• Given instruction
Reproduce word for word the lines of the listing below, from the line containing "Tag the bird's head" through the end of the listing, and give nothing else.

[START OF Supplied records]

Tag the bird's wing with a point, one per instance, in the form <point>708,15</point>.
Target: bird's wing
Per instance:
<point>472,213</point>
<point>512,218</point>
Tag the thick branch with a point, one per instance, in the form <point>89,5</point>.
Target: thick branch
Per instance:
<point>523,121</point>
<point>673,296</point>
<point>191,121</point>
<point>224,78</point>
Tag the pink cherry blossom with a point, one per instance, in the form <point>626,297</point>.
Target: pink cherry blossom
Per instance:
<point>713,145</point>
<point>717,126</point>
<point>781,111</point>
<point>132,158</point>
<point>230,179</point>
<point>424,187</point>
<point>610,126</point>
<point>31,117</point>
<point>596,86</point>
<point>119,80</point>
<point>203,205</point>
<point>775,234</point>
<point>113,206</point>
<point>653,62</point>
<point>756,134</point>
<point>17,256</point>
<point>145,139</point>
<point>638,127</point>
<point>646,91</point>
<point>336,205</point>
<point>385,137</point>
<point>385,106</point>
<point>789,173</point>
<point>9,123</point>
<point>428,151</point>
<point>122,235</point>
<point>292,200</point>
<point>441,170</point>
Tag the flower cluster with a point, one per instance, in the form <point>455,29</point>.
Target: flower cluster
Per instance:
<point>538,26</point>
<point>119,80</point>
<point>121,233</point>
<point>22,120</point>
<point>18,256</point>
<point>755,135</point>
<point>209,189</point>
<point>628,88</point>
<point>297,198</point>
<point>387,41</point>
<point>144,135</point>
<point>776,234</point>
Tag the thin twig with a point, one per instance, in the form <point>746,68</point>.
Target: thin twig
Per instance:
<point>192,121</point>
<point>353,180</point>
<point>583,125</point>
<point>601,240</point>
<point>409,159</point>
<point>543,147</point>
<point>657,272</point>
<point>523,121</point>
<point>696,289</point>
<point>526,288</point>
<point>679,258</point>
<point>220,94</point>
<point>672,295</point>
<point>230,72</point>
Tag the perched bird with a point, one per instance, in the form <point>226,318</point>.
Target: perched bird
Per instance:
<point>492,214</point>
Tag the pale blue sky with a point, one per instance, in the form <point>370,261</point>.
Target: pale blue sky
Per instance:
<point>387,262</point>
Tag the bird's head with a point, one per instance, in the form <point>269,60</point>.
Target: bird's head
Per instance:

[END OF Supplied records]

• Written response
Tag the bird's head with a point, one per instance, in the form <point>269,60</point>.
Target: bird's head
Per instance:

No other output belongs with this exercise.